--- Provided passage ---
Túpac Huallpa

From Wikipedia, the free encyclopedia

Túpac Huallpa or Huallpa Túpac (original name Auqui Huallpa Tupac) (? - October 1533) was a puppet Inca Emperor of the conquistadors in 1533, during the Spanish conquest of Peru, led by Francisco Pizarro, who was above him. He was the younger brother of Atahualpa and Huascar. After Atahualpa's death, the Spaniards appointed Túpac Huallpa as a puppet-Inca ruler and ensured he was crowned with great recognition and ceremony. All this was done to convince the natives that they were still being ruled by an Inca. Túpac Huallpa and his people did not know that the Spaniards were using him to take control of Peru and steal the gold treasures of his country.

--- Requirement 1 ---
In the listing, reproduce everything from the line containing "Annotation guideline — the target class is white" down to the line containing "54;39;86;78", both included and requests kept. Scale every coordinate in the answers by 2.35, rounding to whole numbers with halves rounded up.
--- Requirement 2 ---
Go on with the passage on Túpac Huallpa from the point where it stops.
The passage on Túpac Huallpa and the listing that follows it are unrelated material.

--- Record set ---
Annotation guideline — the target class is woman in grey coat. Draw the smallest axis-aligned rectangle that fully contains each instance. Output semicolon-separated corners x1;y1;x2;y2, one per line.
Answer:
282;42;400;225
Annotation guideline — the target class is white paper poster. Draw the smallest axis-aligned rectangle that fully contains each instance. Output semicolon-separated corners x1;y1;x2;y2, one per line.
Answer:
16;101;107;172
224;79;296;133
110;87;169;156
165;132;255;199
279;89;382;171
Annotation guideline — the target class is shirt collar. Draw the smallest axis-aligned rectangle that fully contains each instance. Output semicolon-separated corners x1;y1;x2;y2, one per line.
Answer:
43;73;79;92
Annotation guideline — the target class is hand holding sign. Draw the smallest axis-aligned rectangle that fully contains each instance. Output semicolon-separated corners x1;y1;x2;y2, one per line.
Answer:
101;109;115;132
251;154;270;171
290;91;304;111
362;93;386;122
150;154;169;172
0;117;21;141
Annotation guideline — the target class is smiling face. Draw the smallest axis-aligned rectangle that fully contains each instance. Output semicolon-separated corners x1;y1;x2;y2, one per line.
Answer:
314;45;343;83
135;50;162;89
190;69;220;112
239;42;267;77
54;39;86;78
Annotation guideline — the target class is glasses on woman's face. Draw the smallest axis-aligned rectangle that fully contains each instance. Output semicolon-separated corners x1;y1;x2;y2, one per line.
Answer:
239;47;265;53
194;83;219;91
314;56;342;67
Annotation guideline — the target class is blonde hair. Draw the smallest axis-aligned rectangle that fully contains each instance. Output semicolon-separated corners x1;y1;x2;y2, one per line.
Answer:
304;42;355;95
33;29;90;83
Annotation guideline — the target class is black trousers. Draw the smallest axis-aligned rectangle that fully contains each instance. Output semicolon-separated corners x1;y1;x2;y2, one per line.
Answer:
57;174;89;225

--- Exercise output 1 ---
Annotation guideline — the target class is white paper poster. Draw the smallest axis-aligned rectangle that fully contains each instance. Output semicolon-separated corners x1;y1;x2;y2, one per line.
Answer:
38;237;251;404
526;186;696;313
259;204;397;367
388;310;599;468
656;209;898;402
Annotation guideline — the target class is shirt collar. Draw the smallest axis-aligned rectangle that fully contains each instance. Output semicolon-separated corners x1;y1;x2;y2, one per line.
Answer:
101;172;186;216
Annotation guideline — the target class is hand holding sign. Draw the smallest axis-aligned rectangle that fully contains each instance. Output semicolon-separated corners x1;y1;x2;y2, one per line.
Answer:
237;256;270;310
590;362;635;402
682;214;714;261
851;219;907;287
353;362;397;404
0;275;49;331
Annotation guideline — the target class is smiling face. Draw the smallest axis-aligned rectangle that fully contains each instance. Output semicolon-separated corners x1;y1;x2;y2, one per line.
Answer:
738;106;806;195
317;118;381;209
447;162;517;263
562;99;627;181
127;92;202;183

--- Exercise output 2 ---
Túpac Huallpa died of smallpox in Jauja in 1533 soon after he was crowned the Inca Emperor by Francisco Pizarro. He was succeeded by another brother, a member of a lower nobility class, named Manco Inca Yupanqui.

He was the father of four children:

  • Francisco Huallpa Túpac Yupanqui
  • Beatriz Túpac Yupanqui, married to Pedro Álvarez de Holguín de Ulloa, conquistador (1490 - 1542), and had issue (ancestors of Máxima Zorreguieta y Cerruti)
  • Isabel Suárez Chimpu Ocllo, married to Sebastián Garcilaso de la Vega y Vargas (died 1559), and had issue (parents of Inca Garcilaso de la Vega). After widowed, she married again to Juan de Pedroche and had two daughters, Ana Ruíz, married to her cousin Martín de Bustinza, and had issue, and Luisa de Herrera, married to Pedro Márquez de Galeoto (the parents of Alonso Márquez de Figueroa).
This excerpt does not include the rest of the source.